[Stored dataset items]
::::

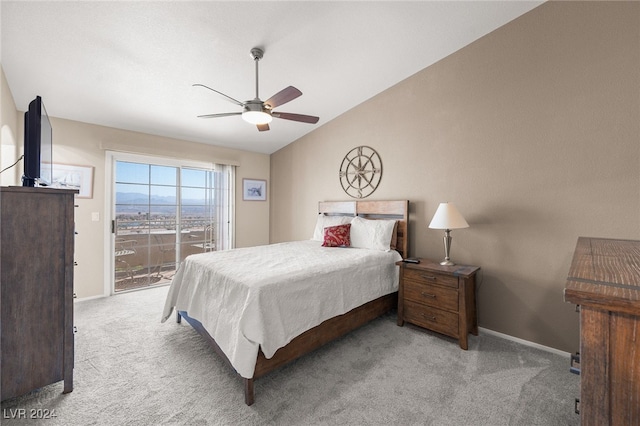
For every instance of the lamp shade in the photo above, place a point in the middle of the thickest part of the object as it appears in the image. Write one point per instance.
(257, 117)
(448, 217)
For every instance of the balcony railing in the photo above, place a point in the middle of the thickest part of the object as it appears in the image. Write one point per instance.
(146, 252)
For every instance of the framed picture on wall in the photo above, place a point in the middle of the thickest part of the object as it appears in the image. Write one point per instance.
(254, 189)
(69, 176)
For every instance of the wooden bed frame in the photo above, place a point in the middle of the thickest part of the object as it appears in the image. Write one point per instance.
(337, 326)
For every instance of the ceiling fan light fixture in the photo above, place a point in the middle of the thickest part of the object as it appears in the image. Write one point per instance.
(257, 117)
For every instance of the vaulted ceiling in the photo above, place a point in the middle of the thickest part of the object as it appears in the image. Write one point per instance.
(132, 65)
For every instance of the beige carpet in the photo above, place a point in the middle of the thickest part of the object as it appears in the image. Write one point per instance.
(132, 370)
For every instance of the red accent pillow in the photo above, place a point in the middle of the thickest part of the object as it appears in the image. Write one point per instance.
(337, 236)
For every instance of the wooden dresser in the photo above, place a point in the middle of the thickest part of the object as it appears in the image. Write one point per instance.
(439, 298)
(604, 279)
(36, 289)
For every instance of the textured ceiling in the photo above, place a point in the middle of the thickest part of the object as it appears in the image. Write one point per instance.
(131, 65)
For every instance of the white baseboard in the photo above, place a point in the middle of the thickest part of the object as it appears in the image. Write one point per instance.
(524, 342)
(100, 296)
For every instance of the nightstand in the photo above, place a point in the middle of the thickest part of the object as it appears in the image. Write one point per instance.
(439, 298)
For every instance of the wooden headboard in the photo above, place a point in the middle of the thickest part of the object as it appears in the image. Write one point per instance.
(396, 210)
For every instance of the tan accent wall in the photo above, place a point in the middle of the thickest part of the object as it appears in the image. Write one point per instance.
(9, 146)
(533, 131)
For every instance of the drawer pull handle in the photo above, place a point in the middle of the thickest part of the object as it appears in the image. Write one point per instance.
(429, 277)
(429, 317)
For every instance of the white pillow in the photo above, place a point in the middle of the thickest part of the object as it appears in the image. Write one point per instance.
(372, 234)
(324, 221)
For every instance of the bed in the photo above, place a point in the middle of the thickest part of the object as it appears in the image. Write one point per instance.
(302, 296)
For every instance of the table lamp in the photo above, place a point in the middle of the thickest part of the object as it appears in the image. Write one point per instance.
(447, 217)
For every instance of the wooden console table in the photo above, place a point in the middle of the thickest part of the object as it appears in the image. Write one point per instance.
(604, 279)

::::

§ OBJECTIVE:
Repeat the lines in the data above word for word, leaving out the pictures.

§ ANSWER TO THIS TASK:
For every instance of the lamp shade in the photo above, place a point in the middle of the thickest part of the object as it appears in the image. Write one point per instance.
(257, 117)
(448, 217)
For every instance of the balcony railing in the photo above, place a point in the middle of the thickest part of the object as it appears in the image. Write one point per instance.
(146, 252)
For every instance of the framed picture on wall in the photo above, place a point in the middle of the thickest part of the object as it appears in the image. Write one point per instance.
(254, 189)
(69, 176)
For every instance of the wooden bed frame in the photo above, place a point in the middle of the thickest part of the object as it appears in the image. Write one point per instance.
(337, 326)
For every instance of the ceiling fan light fixture in the photo above, place a point in the middle of the thickest part of the object as it appears in the image. Write one point per instance.
(257, 117)
For every instance of the vaulted ceiling in the photo above, place a point in the middle of the thickest part of the object as it appears in the image. Write one point per instance.
(132, 65)
For every instance of the beige carpet in the photo above, place a point in the middle of the thickest part of the object as it appears in the image. Write one point per instance.
(132, 370)
For every instance of the red accent pillow in the photo above, place a point in the middle of the thickest part of the object as it appears in the image. Write one point per instance.
(337, 236)
For every instance of the wooden dresser in the photo above, place a point in the middle of the thickest part of the object as it appears in the image. Write one point per instance.
(439, 298)
(604, 279)
(36, 289)
For every instance of the textured ceiling in the photo above, place a point in the middle of the thickest part of the object as it appears in the image. Write one point per instance.
(131, 65)
For every instance of the white baseboard in the photo above, place a point in the middle of the thickest part of the object as it appears in the image. Write one point per instance.
(524, 342)
(100, 296)
For every instance of the nightstand in the photo above, place a point in the middle of the thickest part of the object as it appears in the image. Write one point per instance.
(439, 298)
For every instance of the wooden headboard in the photo above, place a point in the middle of the thickest part of the object as it appears in the image. Write one point per instance.
(396, 210)
For every instance of the tan accent wall in the photo above, place a point in the middle of the thickest part of the object as it appears in the image. Write one point per instance.
(9, 146)
(533, 131)
For every instance of the drawer pull handle in the photo above, place a point in the middle of the thickest part of the object as it appears in the image. Write one point per instance.
(429, 277)
(429, 317)
For every instance of the white pillow in the photo above, place a point in the middle of the thickest part of the object as it appears in the image. Write one point per instance.
(372, 234)
(324, 221)
For every instance of the bed in the photo above, place a point in the middle of the thickest part of the object as it appears in the image. Write one point per instance.
(302, 296)
For every instance of the table lamp in the photo above, place a point in the middle of the thickest part of the object as it appears in the image. Write one point per instance.
(447, 217)
For every instance of the wooden console table in the photo above, place a point in the middle of the thickest part of the object as it appears in the image. Write one point per instance.
(604, 279)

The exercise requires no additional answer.